=== Work request ===
Each of the records must appear again, exactly as it was written.

=== Material for this task ===
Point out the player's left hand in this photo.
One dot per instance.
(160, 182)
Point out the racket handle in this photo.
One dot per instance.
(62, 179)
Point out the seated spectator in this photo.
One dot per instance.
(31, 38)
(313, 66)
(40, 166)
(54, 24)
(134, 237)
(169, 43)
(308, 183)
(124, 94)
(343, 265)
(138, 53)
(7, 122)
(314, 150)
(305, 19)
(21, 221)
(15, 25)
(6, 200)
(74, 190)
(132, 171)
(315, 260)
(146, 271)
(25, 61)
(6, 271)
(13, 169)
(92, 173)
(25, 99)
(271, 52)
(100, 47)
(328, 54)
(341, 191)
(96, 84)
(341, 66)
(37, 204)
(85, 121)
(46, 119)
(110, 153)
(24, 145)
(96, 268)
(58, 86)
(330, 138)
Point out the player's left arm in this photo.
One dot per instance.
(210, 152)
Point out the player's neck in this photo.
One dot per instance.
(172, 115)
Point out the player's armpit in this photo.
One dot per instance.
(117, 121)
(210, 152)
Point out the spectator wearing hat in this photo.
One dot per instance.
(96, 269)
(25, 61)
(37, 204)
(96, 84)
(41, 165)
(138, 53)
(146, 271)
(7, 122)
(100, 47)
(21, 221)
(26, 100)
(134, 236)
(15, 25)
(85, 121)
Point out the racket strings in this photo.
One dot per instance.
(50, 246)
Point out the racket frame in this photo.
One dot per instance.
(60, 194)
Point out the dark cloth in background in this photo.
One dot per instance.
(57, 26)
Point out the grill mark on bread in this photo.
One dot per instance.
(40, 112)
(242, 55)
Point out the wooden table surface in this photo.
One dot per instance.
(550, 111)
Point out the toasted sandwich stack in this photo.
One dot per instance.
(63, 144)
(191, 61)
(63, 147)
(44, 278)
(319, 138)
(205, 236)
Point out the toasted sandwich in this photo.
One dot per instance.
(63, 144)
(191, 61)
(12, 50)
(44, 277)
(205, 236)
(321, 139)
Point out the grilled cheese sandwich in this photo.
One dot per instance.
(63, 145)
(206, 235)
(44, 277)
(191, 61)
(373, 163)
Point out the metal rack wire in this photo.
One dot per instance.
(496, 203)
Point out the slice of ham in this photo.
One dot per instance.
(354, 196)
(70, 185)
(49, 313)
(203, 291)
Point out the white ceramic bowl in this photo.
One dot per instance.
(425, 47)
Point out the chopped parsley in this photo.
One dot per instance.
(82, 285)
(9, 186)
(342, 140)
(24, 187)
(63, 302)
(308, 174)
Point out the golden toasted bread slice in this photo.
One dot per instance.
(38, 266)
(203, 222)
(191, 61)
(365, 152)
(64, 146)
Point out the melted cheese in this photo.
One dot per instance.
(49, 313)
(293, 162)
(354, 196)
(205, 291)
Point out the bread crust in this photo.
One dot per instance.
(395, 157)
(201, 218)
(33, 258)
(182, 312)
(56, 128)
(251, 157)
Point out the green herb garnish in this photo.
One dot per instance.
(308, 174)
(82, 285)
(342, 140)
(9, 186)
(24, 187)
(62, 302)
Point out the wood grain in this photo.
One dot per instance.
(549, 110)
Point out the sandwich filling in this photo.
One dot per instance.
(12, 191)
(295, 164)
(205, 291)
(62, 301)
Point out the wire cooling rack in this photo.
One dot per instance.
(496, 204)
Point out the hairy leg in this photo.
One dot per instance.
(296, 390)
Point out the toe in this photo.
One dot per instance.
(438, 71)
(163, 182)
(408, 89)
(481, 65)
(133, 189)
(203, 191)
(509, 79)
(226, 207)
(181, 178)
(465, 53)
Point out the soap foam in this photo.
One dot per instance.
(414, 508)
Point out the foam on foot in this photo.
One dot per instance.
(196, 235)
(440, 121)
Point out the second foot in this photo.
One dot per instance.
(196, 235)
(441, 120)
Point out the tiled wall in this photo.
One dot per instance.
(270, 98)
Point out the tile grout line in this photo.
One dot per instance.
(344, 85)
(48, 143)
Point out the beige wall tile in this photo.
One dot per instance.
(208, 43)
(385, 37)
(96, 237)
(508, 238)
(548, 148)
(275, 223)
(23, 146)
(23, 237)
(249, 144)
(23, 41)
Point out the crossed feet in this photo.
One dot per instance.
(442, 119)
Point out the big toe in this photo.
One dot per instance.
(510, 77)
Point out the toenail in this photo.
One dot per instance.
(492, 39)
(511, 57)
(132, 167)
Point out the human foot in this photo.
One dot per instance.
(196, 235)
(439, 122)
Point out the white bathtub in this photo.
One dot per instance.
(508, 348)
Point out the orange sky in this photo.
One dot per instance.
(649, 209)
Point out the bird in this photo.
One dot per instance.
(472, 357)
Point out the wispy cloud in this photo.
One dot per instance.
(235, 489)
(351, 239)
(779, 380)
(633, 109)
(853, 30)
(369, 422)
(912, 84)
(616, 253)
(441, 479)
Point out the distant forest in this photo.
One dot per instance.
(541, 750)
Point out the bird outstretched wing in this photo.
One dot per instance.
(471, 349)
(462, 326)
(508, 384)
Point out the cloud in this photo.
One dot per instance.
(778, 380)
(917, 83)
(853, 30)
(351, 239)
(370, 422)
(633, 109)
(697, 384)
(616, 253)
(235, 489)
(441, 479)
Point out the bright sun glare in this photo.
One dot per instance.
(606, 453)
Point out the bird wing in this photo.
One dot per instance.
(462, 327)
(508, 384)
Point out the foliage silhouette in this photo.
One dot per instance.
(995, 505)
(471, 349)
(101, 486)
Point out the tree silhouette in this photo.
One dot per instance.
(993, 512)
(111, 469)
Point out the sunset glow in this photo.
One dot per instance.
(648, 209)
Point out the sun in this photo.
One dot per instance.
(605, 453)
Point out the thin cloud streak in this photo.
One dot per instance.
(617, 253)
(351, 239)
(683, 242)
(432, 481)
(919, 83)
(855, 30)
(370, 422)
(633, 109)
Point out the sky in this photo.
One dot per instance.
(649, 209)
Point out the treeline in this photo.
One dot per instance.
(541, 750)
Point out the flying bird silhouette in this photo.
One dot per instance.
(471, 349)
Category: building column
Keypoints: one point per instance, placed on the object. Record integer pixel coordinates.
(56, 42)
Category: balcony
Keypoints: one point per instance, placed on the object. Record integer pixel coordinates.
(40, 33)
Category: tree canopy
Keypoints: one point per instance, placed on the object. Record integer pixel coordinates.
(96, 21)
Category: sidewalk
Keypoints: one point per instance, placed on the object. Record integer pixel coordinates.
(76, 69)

=== Response to this exercise ===
Point out the player's left hand in this photo.
One dot per instance.
(160, 182)
Point out the racket handle in this photo.
One dot per instance.
(62, 179)
Point out the seated spectator in this photo.
One dot per instance.
(31, 38)
(313, 66)
(40, 166)
(54, 24)
(134, 237)
(169, 43)
(308, 183)
(124, 94)
(343, 265)
(138, 53)
(7, 122)
(314, 150)
(305, 19)
(21, 221)
(15, 25)
(6, 200)
(74, 190)
(132, 171)
(315, 260)
(146, 271)
(25, 61)
(6, 271)
(13, 169)
(92, 173)
(25, 99)
(271, 52)
(100, 47)
(328, 54)
(341, 191)
(96, 84)
(341, 66)
(37, 204)
(85, 121)
(46, 119)
(110, 153)
(24, 145)
(96, 268)
(58, 86)
(330, 138)
Point out the player's left arm in this photo.
One dot per instance.
(210, 152)
Point out the player's neck in this photo.
One dot per instance.
(172, 115)
Point out the player's armpit in this photo.
One dot per instance.
(117, 121)
(210, 152)
Point out the spectator wearing hat in this photo.
One dot per instance.
(96, 269)
(25, 61)
(37, 204)
(96, 84)
(41, 165)
(138, 53)
(146, 271)
(7, 122)
(100, 47)
(21, 221)
(26, 100)
(134, 236)
(15, 25)
(85, 121)
Point out the racket strings in this photo.
One dot per instance.
(50, 246)
Point out the racket frame in this photo.
One dot per instance.
(60, 194)
Point out the dark cloth in background in this photo.
One dot per instance.
(57, 26)
Point out the grill mark on bread in this photo.
One dot per instance.
(40, 112)
(242, 55)
Point out the wooden table surface in this photo.
One dot per instance.
(550, 111)
Point out the toasted sandwich stack in this photo.
One dot per instance.
(63, 144)
(191, 61)
(63, 147)
(44, 278)
(319, 138)
(205, 236)
Point out the toasted sandwich in this photo.
One dot per instance.
(63, 144)
(191, 61)
(12, 50)
(44, 277)
(205, 236)
(321, 139)
Point out the grilled cheese sandwich in this photo.
One dot per instance.
(63, 145)
(206, 235)
(44, 277)
(191, 61)
(373, 163)
Point out the metal rack wire in this photo.
One dot per instance.
(496, 203)
Point out the slice of ham in this photo.
One dot per instance.
(354, 196)
(70, 185)
(49, 313)
(203, 291)
Point out the white ceramic bowl in this photo.
One dot per instance.
(425, 47)
Point out the chopped parsley in this photo.
One dot per instance.
(82, 285)
(9, 186)
(342, 140)
(24, 187)
(63, 302)
(308, 174)
Point out the golden toasted bread slice in this photo.
One dot per instance.
(38, 266)
(203, 222)
(191, 61)
(365, 152)
(64, 146)
Point out the melted cheese in this photo.
One dot per instance.
(49, 313)
(293, 162)
(354, 196)
(205, 291)
Point out the bread crust in this photo.
One dot per instance.
(395, 157)
(201, 218)
(33, 258)
(182, 312)
(56, 128)
(251, 157)
Point out the green herb garnish in this photo.
One dot per instance.
(308, 174)
(82, 285)
(342, 140)
(9, 186)
(24, 187)
(62, 302)
Point out the wood grain in this photo.
One dot per instance.
(549, 110)
Point out the sandwich filling in this photo.
One dot per instance.
(12, 191)
(295, 164)
(205, 291)
(62, 301)
Point out the wire cooling rack in this photo.
One dot per instance.
(496, 204)
Point out the hairy leg in this photo.
One dot per instance.
(296, 390)
Point out the toe in this photo.
One dot per instance.
(438, 71)
(163, 182)
(408, 89)
(481, 65)
(133, 189)
(203, 191)
(509, 79)
(226, 207)
(181, 178)
(465, 53)
Point out the soap foam in this photo.
One dot per instance.
(414, 508)
Point out the foam on foot in this photo.
One dot per instance.
(196, 235)
(440, 121)
Point out the second foot in this photo.
One dot per instance.
(196, 235)
(441, 120)
Point out the tiled wall in this photo.
One dot per instance.
(270, 98)
Point out the tile grout line in this photo.
One dot per instance.
(344, 85)
(48, 143)
Point out the beige wall tile in this photo.
One dot per instance.
(208, 43)
(385, 37)
(96, 237)
(508, 238)
(548, 148)
(275, 223)
(23, 146)
(23, 237)
(249, 144)
(23, 41)
Point out the crossed feet in this photo.
One dot per instance.
(442, 119)
Point out the big toe in this photo.
One dot per instance.
(510, 77)
Point out the toenail in this photo.
One dot per instance.
(492, 39)
(511, 57)
(132, 167)
Point out the human foot in this photo.
One dot per instance.
(196, 235)
(439, 122)
Point out the white bathtub in this photo.
One dot per instance.
(508, 348)
Point out the orange sky in this photo.
One dot per instance.
(649, 209)
Point out the bird in this photo.
One dot per instance.
(472, 357)
Point out the wispy cloud in this photo.
One dot per instance.
(235, 489)
(351, 239)
(779, 380)
(633, 109)
(853, 30)
(369, 422)
(912, 84)
(616, 253)
(441, 479)
Point out the distant forest in this photo.
One dot per instance.
(541, 750)
Point out the bird outstretched wing in this photo.
One dot per instance.
(471, 349)
(462, 326)
(508, 384)
Point out the cloud in this photo.
One dot per instance.
(778, 380)
(917, 83)
(853, 30)
(351, 239)
(370, 422)
(633, 109)
(697, 384)
(616, 253)
(235, 489)
(441, 479)
Point out the bright sun glare in this photo.
One dot per instance.
(606, 453)
Point out the bird wing in this photo.
One dot per instance.
(462, 327)
(508, 384)
Point out the foliage silhouette in this photo.
One dot per instance.
(995, 505)
(471, 349)
(101, 486)
Point out the tree silhouette in this photo.
One dot per instance.
(993, 512)
(111, 469)
Point out the sunset glow in this photo.
One dot per instance.
(648, 209)
Point out the sun in this photo.
One dot per instance.
(605, 453)
Point out the thin cloud streak in this photo.
One dot per instance.
(617, 253)
(351, 239)
(683, 242)
(432, 481)
(919, 83)
(855, 30)
(370, 422)
(633, 109)
Point out the sky in this photo.
One dot per instance.
(649, 209)
Point out the treeline in this photo.
One dot per instance.
(541, 750)
Point out the flying bird silhouette in this photo.
One dot per instance.
(471, 349)
Category: building column
Keypoints: one point per instance, placed on the object. Record integer pixel coordinates.
(56, 42)
Category: balcony
Keypoints: one point per instance, placed on the object. Record integer pixel coordinates.
(40, 33)
Category: tree canopy
Keypoints: one point per instance, placed on the object. Record integer pixel coordinates.
(96, 21)
Category: sidewalk
Keypoints: one point per instance, placed on the object. Record integer pixel coordinates.
(76, 69)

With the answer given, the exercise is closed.